## Challenge:
Reproduce verbatim the rows below, starting with the line that contains "of the yellow" and ending with the line that contains "pixel 590 282". Include both of those lines.

Entries drawn from a collection
Begin

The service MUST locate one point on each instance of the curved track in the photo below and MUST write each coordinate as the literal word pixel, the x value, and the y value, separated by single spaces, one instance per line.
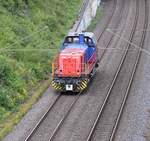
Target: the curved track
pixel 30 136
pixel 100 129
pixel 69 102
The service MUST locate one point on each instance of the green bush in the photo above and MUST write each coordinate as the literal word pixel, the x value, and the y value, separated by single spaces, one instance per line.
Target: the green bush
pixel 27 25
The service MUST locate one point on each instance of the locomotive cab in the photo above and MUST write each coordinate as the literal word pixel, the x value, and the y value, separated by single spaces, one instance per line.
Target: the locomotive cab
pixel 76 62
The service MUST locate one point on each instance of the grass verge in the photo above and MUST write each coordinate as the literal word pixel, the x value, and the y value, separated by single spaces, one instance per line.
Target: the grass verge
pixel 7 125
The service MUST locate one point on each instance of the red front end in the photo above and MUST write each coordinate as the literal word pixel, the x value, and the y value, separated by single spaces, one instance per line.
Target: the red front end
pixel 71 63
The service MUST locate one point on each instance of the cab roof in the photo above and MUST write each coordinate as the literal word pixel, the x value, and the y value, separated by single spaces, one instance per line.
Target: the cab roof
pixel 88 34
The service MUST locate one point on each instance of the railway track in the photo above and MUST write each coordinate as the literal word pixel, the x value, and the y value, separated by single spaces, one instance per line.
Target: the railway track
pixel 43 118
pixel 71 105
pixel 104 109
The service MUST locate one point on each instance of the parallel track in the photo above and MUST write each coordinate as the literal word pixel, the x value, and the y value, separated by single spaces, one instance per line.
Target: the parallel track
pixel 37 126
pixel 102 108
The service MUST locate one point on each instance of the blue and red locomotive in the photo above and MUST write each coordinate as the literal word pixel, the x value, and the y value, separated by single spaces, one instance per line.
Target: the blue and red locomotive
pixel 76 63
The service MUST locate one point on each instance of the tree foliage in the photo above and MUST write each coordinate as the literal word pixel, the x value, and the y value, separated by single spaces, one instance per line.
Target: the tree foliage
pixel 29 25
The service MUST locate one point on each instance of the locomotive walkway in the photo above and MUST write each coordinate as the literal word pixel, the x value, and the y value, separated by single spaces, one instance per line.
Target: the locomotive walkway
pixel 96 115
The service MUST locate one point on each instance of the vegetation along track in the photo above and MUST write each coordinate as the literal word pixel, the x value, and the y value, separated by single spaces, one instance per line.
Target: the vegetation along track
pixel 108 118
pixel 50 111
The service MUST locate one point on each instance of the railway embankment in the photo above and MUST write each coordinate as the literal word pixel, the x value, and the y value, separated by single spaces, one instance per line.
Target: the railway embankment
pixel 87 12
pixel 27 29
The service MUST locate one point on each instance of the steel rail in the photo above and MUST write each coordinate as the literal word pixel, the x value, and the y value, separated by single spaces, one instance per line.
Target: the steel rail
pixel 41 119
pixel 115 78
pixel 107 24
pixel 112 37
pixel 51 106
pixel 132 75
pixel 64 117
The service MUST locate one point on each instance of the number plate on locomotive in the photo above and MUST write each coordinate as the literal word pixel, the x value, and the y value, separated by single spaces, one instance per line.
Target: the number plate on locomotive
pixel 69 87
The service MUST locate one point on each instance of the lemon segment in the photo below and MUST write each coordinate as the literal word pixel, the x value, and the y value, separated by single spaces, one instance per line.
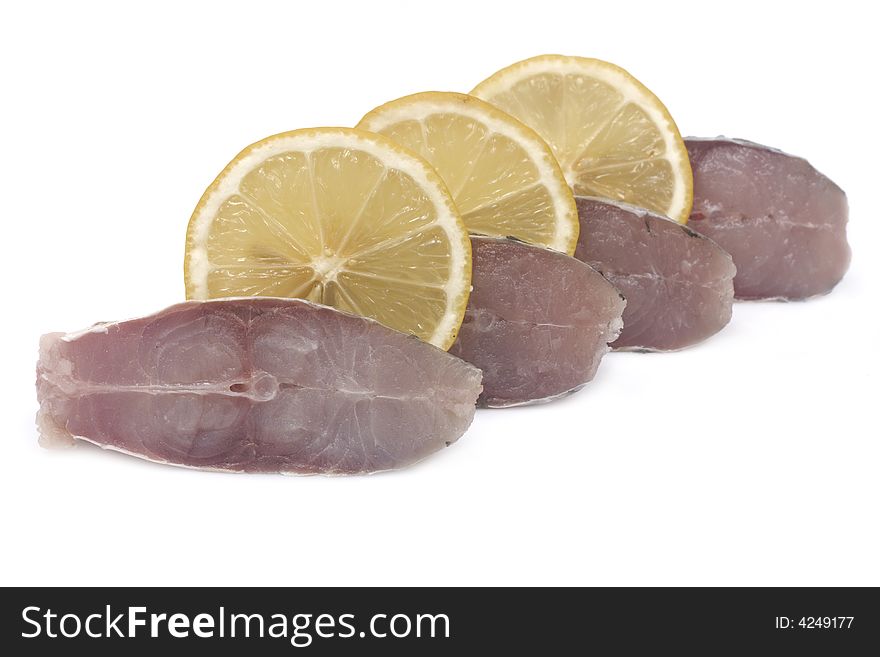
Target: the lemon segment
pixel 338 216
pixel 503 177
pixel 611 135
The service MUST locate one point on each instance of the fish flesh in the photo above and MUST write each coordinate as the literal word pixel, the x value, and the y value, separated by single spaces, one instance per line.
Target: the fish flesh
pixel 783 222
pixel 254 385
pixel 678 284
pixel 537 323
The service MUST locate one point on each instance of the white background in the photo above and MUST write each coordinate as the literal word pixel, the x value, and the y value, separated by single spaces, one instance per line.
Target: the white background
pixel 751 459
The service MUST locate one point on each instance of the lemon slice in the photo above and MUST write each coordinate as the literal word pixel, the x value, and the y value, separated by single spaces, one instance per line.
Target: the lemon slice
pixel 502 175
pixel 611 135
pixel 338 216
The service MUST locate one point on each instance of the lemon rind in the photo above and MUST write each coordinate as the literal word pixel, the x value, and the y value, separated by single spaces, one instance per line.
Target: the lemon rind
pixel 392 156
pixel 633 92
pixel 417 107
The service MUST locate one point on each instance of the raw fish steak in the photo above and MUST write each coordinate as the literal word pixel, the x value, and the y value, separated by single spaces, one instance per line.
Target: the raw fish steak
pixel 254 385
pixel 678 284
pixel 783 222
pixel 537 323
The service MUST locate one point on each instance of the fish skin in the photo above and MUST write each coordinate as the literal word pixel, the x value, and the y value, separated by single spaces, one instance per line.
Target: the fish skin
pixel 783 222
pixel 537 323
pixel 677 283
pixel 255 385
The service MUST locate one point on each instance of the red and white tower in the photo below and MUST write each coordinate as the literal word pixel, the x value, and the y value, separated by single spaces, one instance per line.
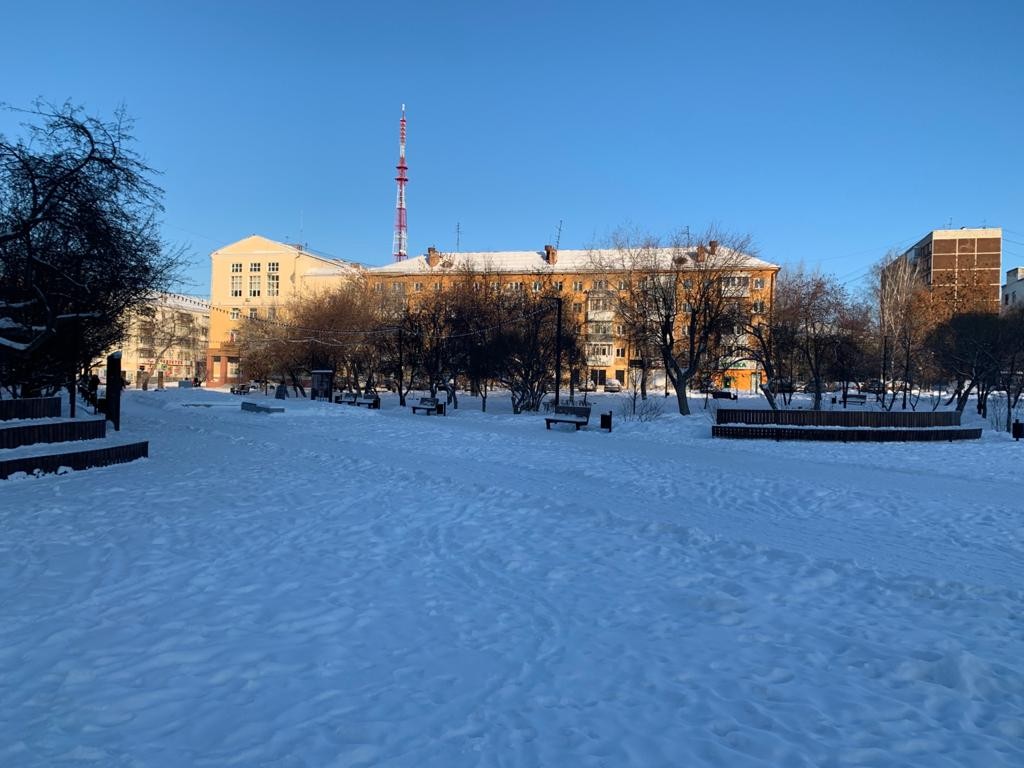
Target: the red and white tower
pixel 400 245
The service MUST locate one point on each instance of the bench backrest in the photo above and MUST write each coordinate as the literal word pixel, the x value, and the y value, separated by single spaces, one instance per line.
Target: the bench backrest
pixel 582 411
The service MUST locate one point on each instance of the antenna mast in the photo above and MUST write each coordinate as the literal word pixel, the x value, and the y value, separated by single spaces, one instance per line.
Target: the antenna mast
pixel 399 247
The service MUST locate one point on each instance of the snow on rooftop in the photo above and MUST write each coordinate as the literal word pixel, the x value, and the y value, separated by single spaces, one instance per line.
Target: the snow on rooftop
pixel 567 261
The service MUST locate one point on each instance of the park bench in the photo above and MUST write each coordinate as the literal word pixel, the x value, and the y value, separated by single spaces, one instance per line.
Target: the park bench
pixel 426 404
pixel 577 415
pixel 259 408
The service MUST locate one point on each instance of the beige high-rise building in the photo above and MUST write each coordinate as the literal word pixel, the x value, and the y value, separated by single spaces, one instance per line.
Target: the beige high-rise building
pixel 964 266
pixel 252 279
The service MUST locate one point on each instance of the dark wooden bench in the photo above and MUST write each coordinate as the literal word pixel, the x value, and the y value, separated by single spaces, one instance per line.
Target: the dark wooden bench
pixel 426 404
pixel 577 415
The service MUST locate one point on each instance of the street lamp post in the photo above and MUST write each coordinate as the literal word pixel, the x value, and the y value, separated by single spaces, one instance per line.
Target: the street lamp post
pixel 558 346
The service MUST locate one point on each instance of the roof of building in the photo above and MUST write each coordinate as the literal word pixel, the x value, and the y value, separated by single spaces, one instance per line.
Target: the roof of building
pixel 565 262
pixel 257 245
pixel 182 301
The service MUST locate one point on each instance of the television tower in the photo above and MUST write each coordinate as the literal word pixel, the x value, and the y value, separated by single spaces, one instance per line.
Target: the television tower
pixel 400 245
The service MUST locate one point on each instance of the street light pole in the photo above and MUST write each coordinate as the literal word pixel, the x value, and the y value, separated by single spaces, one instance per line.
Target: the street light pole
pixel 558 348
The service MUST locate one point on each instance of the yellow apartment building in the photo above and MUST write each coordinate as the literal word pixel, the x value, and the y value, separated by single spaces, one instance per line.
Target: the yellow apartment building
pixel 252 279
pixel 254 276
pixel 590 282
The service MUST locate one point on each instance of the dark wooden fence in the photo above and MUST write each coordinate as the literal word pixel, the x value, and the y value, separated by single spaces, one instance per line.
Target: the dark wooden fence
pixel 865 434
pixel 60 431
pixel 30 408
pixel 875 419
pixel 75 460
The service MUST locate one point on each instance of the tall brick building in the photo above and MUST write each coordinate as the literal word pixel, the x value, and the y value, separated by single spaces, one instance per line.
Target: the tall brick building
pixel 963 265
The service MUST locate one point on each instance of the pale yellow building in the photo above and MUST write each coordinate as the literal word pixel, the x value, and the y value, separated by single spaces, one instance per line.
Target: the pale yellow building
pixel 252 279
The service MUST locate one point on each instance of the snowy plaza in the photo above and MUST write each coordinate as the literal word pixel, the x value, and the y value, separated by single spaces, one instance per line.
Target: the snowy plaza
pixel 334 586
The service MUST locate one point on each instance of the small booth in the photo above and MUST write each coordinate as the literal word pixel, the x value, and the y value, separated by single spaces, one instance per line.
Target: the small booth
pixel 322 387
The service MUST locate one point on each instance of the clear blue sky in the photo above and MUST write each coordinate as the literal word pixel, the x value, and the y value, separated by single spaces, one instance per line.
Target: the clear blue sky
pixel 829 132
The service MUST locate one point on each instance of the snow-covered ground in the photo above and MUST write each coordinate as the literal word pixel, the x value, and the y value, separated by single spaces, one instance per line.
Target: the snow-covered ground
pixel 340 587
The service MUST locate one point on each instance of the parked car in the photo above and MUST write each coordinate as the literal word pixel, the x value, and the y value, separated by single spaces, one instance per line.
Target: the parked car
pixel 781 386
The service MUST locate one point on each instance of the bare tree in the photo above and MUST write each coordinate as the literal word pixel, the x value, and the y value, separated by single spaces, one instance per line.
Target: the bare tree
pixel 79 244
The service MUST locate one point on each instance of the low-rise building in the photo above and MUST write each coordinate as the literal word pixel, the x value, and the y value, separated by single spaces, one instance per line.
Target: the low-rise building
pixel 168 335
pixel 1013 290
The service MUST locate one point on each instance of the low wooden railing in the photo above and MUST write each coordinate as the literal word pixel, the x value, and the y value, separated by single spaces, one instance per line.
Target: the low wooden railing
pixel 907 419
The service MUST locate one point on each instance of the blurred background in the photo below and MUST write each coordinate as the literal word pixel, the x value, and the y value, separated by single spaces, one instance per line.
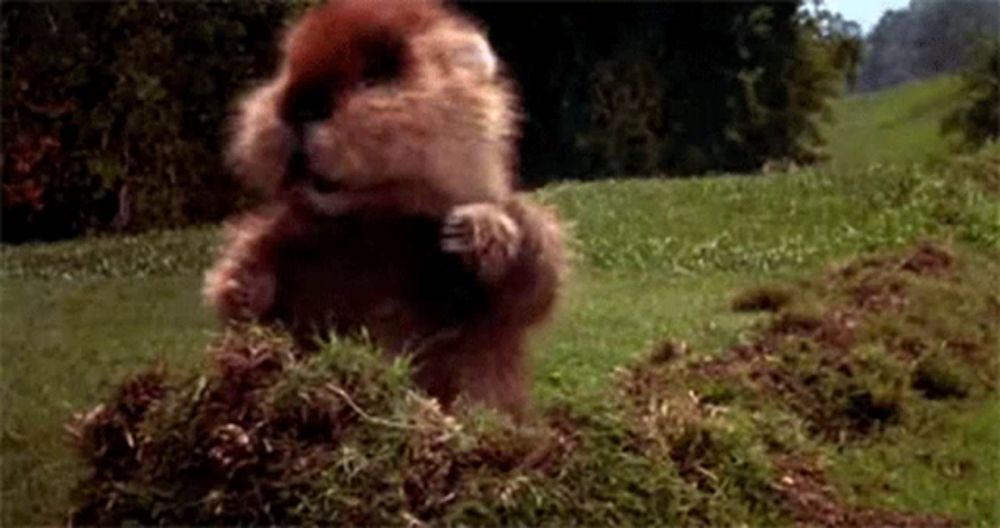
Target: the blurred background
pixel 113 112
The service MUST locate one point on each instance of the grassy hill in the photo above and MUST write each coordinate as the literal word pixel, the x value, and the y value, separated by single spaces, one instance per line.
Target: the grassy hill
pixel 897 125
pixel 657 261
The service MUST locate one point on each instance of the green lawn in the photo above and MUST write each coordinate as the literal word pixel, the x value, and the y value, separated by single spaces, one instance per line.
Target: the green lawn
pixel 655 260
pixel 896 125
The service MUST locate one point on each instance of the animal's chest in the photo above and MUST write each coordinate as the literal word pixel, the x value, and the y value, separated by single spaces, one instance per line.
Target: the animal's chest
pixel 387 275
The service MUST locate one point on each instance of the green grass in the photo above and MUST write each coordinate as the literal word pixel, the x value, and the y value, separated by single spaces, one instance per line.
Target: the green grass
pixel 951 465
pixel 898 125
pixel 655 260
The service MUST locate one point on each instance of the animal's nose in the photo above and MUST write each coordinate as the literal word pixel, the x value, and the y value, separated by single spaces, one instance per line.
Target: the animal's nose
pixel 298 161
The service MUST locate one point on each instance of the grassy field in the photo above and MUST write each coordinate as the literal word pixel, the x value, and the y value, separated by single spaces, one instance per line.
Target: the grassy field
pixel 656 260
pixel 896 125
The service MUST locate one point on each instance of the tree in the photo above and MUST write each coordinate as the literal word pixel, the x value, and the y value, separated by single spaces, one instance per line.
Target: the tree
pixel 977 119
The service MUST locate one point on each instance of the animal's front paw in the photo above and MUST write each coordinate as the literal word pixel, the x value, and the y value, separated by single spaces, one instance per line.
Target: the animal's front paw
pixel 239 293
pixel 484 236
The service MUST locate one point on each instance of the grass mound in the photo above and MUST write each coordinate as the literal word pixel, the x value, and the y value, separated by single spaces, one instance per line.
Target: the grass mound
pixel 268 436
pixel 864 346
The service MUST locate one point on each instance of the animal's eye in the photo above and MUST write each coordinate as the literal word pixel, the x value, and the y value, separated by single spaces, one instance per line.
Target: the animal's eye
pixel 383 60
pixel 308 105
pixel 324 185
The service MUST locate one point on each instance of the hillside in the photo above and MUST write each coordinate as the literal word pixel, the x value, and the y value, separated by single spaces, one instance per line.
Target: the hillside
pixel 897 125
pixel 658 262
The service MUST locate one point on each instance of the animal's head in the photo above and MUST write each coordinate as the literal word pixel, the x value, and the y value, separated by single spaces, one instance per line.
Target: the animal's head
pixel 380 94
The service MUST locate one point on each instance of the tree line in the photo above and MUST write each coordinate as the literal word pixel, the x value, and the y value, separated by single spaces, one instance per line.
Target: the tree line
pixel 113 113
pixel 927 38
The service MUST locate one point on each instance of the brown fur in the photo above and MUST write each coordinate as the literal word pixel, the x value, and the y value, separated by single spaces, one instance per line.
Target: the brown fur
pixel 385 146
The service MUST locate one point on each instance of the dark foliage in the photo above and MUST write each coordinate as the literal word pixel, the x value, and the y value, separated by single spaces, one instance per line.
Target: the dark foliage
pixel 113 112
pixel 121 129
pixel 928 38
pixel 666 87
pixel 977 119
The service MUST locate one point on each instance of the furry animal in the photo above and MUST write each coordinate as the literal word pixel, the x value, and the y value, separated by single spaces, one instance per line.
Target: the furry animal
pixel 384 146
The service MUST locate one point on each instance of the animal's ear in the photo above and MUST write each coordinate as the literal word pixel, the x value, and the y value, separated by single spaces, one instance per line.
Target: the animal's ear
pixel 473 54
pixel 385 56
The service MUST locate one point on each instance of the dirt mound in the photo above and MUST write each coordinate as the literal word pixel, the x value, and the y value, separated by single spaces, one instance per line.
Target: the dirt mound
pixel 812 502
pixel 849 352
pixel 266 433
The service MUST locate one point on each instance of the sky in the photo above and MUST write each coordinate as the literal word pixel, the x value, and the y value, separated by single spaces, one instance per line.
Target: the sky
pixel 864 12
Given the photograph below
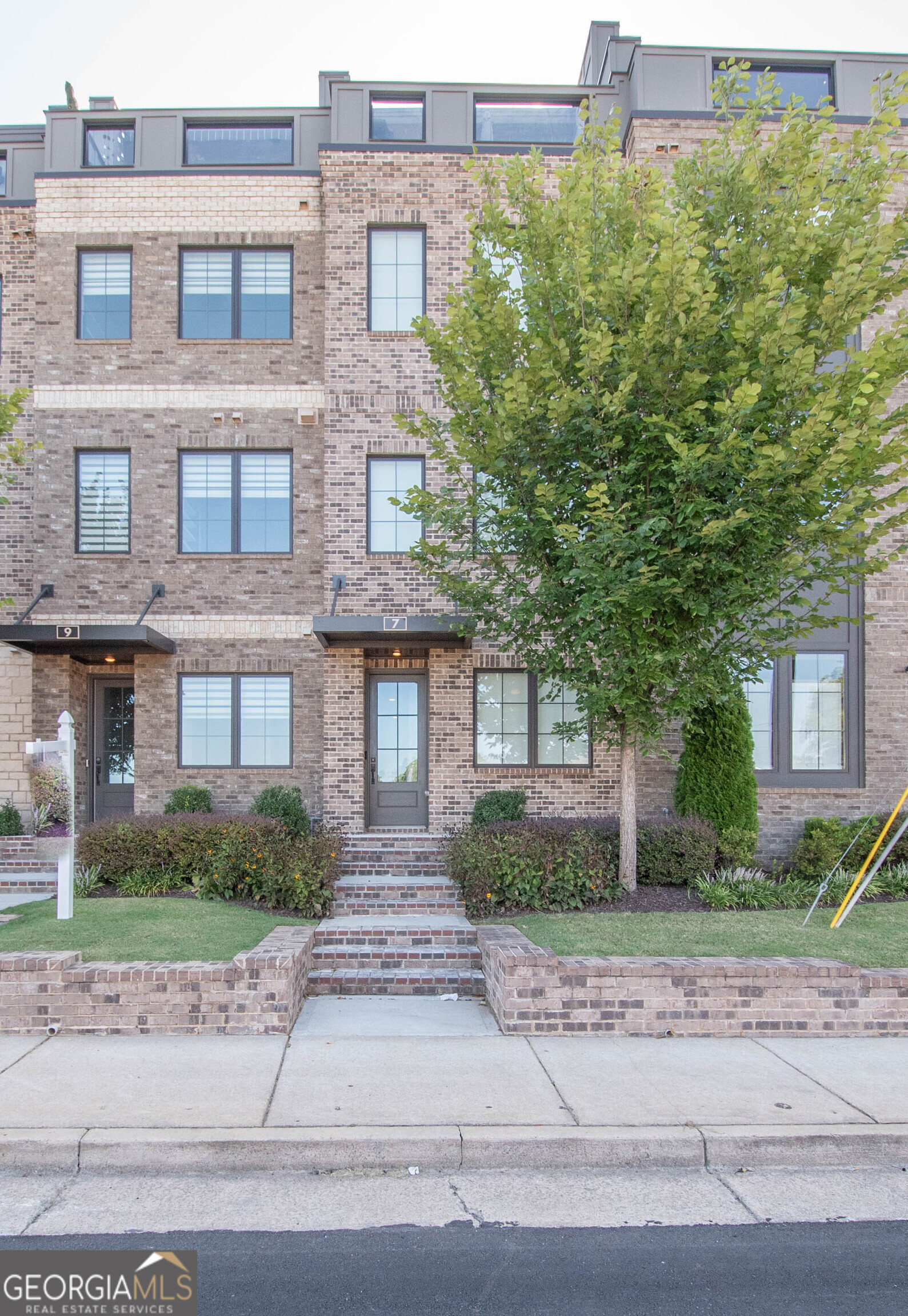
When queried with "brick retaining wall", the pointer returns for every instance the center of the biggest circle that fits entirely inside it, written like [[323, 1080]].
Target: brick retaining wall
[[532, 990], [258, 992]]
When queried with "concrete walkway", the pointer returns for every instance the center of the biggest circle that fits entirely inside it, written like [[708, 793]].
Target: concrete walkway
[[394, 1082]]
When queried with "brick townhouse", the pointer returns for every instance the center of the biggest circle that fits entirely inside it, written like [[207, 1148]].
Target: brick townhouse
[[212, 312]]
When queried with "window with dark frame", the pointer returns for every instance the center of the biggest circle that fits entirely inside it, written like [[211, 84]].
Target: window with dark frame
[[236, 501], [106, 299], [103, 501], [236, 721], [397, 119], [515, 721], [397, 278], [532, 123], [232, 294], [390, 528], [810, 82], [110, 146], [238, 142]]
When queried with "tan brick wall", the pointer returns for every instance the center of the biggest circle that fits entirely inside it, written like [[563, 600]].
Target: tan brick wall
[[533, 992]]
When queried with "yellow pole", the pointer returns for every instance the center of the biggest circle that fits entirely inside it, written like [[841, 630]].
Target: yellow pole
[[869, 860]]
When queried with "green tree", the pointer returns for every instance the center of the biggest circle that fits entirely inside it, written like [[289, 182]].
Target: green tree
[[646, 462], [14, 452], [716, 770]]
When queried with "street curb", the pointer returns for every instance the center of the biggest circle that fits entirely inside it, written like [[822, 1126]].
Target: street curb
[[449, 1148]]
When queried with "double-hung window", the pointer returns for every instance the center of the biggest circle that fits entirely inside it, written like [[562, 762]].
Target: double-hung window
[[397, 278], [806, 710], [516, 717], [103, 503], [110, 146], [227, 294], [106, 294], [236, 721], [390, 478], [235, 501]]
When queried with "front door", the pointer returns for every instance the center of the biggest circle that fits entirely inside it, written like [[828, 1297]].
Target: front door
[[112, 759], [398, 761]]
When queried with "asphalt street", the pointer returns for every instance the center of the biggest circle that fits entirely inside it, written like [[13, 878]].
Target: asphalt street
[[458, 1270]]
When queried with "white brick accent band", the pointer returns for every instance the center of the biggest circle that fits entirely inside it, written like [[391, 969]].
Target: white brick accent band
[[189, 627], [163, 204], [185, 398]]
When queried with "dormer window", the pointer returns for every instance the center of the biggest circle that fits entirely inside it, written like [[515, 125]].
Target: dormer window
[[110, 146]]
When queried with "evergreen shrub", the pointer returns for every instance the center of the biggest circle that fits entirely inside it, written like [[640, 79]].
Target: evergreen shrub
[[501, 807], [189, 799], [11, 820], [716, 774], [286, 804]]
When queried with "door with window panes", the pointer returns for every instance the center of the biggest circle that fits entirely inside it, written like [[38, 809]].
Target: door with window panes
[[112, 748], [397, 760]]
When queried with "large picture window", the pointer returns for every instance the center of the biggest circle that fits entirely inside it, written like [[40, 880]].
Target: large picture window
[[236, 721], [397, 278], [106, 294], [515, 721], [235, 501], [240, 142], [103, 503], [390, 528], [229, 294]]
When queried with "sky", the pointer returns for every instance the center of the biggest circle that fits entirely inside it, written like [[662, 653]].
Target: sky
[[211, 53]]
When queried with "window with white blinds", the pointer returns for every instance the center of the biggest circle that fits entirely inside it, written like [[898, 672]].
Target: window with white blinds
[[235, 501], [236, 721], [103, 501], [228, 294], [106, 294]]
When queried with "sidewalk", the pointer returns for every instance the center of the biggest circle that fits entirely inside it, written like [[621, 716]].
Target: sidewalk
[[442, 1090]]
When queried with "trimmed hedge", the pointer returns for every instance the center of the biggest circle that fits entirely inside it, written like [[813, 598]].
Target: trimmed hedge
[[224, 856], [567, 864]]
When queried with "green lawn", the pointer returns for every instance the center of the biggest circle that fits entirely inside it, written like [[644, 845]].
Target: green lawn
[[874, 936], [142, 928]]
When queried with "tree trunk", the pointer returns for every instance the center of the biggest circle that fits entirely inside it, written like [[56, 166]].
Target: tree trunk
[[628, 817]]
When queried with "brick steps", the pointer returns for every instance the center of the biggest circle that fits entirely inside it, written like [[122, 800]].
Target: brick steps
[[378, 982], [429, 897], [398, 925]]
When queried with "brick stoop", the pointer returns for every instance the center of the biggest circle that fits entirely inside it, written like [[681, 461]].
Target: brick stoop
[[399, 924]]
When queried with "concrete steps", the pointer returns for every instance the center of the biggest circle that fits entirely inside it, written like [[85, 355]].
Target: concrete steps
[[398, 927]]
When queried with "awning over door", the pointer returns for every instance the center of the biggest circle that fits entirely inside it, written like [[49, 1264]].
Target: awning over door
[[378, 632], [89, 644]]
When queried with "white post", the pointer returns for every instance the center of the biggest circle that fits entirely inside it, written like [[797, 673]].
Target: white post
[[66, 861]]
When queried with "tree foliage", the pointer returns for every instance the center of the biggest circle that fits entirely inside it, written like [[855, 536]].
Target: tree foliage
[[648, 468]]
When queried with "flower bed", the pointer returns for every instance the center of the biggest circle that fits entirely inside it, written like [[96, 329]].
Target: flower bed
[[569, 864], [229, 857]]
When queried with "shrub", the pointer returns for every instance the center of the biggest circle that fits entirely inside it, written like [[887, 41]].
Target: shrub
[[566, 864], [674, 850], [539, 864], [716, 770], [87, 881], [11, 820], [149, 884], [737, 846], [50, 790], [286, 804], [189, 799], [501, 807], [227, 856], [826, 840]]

End

## Expected answer:
The service MUST locate one point on each instance of the yellow apartment building in the photo above and MUST write each coordinate as the literal word pixel, the x value, and the y value, separated by single spaces, one instance per line.
Target: the yellow apartment building
pixel 252 279
pixel 254 276
pixel 590 282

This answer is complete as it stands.